### WORK INSTRUCTION
Return all entries precisely as they stand, without the images.

### ENTRIES SHOWN
════

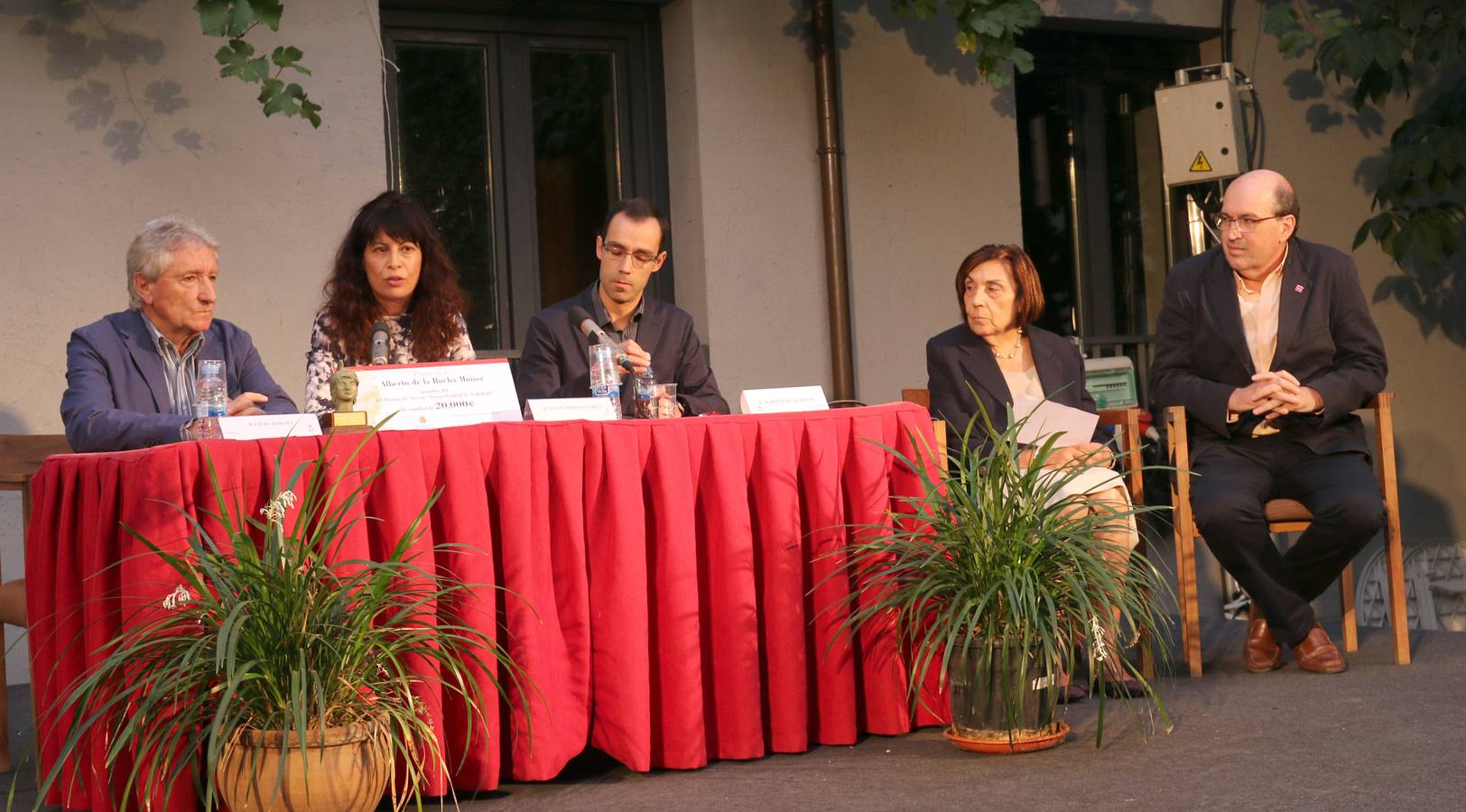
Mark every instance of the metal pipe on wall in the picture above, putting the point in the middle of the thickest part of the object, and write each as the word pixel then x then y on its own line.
pixel 831 198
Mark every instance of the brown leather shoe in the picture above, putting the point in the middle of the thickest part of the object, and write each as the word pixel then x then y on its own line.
pixel 1261 652
pixel 1318 654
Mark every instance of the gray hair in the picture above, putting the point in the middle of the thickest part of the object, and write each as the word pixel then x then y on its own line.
pixel 152 251
pixel 1285 201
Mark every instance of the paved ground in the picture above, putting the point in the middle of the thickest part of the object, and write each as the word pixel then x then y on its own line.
pixel 1376 737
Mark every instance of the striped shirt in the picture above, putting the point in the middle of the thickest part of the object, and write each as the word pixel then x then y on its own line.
pixel 181 373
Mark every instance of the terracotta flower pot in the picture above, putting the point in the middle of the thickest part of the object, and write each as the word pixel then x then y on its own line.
pixel 347 772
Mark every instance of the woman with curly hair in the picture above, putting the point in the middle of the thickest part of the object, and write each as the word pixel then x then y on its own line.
pixel 392 267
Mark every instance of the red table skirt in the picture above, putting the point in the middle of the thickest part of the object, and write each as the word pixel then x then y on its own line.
pixel 662 579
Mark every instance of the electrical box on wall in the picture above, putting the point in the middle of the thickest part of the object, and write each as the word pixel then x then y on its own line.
pixel 1201 126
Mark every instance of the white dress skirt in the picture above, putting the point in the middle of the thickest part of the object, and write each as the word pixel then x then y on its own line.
pixel 1091 480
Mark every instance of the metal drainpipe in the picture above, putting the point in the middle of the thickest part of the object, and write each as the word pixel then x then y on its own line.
pixel 831 194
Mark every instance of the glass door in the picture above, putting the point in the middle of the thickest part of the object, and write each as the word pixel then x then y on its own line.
pixel 518 134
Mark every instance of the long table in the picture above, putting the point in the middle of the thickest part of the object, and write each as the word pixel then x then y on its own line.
pixel 663 584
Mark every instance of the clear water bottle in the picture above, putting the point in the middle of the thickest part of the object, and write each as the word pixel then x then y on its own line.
pixel 645 386
pixel 606 378
pixel 210 399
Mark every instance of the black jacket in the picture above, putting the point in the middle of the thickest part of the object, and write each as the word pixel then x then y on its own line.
pixel 1327 340
pixel 554 361
pixel 959 359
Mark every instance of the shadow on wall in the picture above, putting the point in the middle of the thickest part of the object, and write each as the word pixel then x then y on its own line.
pixel 1433 293
pixel 108 63
pixel 1424 515
pixel 12 422
pixel 934 40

════

### ANSWER SECTION
Mark every instance of the metal pipe on wall in the picture above, putting the point in the middle of the thickest part of the object, and write each as the word pixel then x then y on its own line.
pixel 831 198
Mark every instance of the brown leather shoe in the picture above, putting the point in the middle of the thickest part of the object, and write each as the word pixel then x then y on its own line.
pixel 1261 652
pixel 1318 654
Mark every instance of the gray hair in the picture above, putting the point in the middle of the thickest part of the object, and write each as the word pixel then x then y on its own line.
pixel 152 251
pixel 1285 201
Mark every instance of the paved ground in the picture above, putting the point in the middle of the thickest part of the object, and write each as the word pixel then x then y on its own line.
pixel 1376 737
Mark every instance of the striped shirt in the picture above, putting the point in the middle of the thickest part of the object, and write each as the word pixel then x then y on its own line.
pixel 181 373
Mark every instance of the terracotta flower pot in the picture above, putting the point in the middle of the thickest part of the object, and write each as the word pixel then x then y on its own line.
pixel 347 772
Mark every instance of the woman with curly hair in the picture above, putting the point in the middle of the thickest part of the object, and write each as the word pixel then x then y on its own line.
pixel 392 267
Mark every instance of the red table skirt in the picture above, putting the point in the middle of the thickest part of the object, and write each as the word pixel then x then y on its own line.
pixel 662 579
Mark every instance of the electrical box on wall in the picture above, putting the point in the middle of the thickest part of the object, and write each as the word pixel then x then y on its own line.
pixel 1201 126
Mark every instance of the white dress skirt in the picture above, putting the point in the middle of the thickest part of the object, and write each as the word pixel then x then y on its own line.
pixel 1091 480
Mark every instance of the metal drainpipe in the picture above, putting the point in the middle of the thickest part of the object, and write each as the word pixel then x then y on its own line.
pixel 831 194
Mark every instance of the glass door in the picture above, putting the point in the middle of the thickest part of the object, and write each as the word pixel then x then y on its own line.
pixel 518 134
Mark every instance of the long table in the picture above, putting the point in the middle of the thickest part of the object, and write each as the word pixel then x then y on its own line.
pixel 663 584
Mark every instance of the clear water bottle in the picture above, putting the point in the middle of the thickest part of the object, and write each as the word pixel then x then y on its own line.
pixel 645 386
pixel 606 378
pixel 210 399
Mark every instance of the black jacket in the picture above, putting the point in the middle of the thickest part of the object, and write each as the word pixel then x then y on its own line.
pixel 1327 340
pixel 554 361
pixel 959 359
Mark every instance of the shadow on wall in the picture above, putting the point in the middle of the thickest part of the object, and write each as the word pixel then x then y on its own line.
pixel 1433 293
pixel 108 63
pixel 1424 515
pixel 12 422
pixel 934 40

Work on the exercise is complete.